**PROBLEM**
Pick out every line in the material below that contains the word "light", and copy each of those lines. Letter case must match.

**DATA EXTRACT**

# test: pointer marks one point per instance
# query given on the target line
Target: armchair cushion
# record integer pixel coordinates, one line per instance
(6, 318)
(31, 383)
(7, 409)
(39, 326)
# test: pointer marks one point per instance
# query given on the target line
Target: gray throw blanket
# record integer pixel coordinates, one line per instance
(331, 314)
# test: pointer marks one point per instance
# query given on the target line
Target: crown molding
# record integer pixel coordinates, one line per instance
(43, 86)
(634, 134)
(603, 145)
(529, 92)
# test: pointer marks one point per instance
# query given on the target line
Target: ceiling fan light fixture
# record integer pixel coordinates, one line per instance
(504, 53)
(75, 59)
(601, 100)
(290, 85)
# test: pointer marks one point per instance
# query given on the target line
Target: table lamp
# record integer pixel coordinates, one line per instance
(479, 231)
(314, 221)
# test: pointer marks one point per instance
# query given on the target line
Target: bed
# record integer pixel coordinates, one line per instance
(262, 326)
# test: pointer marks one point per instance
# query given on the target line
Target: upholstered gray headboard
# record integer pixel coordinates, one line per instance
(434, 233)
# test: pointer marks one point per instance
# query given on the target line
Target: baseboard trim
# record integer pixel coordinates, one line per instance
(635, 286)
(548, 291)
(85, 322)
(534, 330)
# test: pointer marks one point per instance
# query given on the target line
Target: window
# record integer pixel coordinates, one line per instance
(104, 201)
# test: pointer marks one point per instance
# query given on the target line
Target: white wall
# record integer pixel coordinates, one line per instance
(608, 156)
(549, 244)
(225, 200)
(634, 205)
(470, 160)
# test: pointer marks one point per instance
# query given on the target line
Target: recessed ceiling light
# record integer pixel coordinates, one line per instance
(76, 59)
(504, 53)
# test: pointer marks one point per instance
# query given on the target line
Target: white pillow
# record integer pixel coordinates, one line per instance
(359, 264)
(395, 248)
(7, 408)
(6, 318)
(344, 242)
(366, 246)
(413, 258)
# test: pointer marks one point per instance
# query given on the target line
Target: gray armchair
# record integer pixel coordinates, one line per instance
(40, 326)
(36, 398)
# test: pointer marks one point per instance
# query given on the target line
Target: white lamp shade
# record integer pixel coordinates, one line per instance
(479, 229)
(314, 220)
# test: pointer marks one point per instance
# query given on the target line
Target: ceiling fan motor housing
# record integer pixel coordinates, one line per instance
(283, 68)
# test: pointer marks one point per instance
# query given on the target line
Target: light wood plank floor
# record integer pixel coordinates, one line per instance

**WRITTEN RESPONSE**
Target: ceiling fan light fixture
Target: recessed ceiling light
Target: light wood plank floor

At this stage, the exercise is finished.